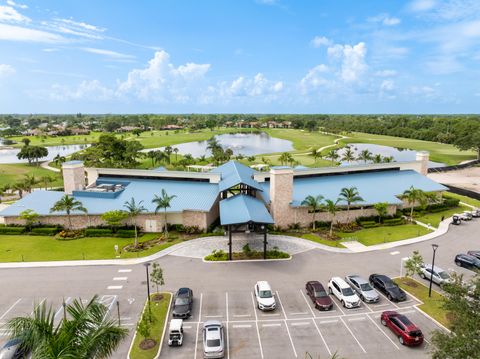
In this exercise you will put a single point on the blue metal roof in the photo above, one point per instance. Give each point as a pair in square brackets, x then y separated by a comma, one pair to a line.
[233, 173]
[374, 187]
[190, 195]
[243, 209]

|---|

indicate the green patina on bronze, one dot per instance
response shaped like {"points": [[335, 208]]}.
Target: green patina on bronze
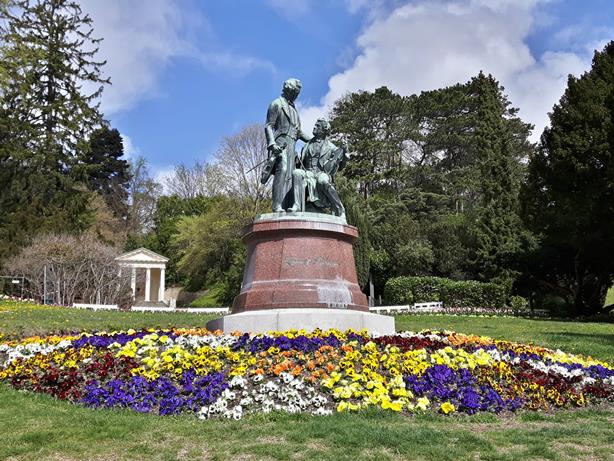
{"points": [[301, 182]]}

|---|

Prompt: Locate every line in the records that contains the word "instance" and copy each of those lines.

Exercise solution:
In this exercise you will put a single point on the blue metal roof in the photo above, one point per instance. Give each point as a pair in square brackets, x then y separated by a comma, one pair to a line.
indicate the green patina on bronze, one dot per instance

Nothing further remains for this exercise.